WHAT YOU NEED TO DO => Can you put every line of the records below into a JSON list of strings, one string per line, with blank lines left out?

ENTRIES SHOWN =>
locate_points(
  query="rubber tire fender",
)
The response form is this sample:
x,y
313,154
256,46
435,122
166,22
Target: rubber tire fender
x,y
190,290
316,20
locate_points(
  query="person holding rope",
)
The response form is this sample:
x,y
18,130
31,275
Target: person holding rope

TASK RESULT =>
[
  "locate_points(",
  "  query=\"rubber tire fender\",",
  ")",
  "The response form is this sample:",
  "x,y",
  "313,154",
  "256,46",
  "435,122",
  "166,22",
  "Target: rubber tire fender",
  "x,y",
  "190,290",
  "316,20",
  "locate_points(",
  "  query=\"person holding rope\",",
  ")",
  "The response form is this sample:",
  "x,y",
  "18,130",
  "31,275",
  "Target: person holding rope"
]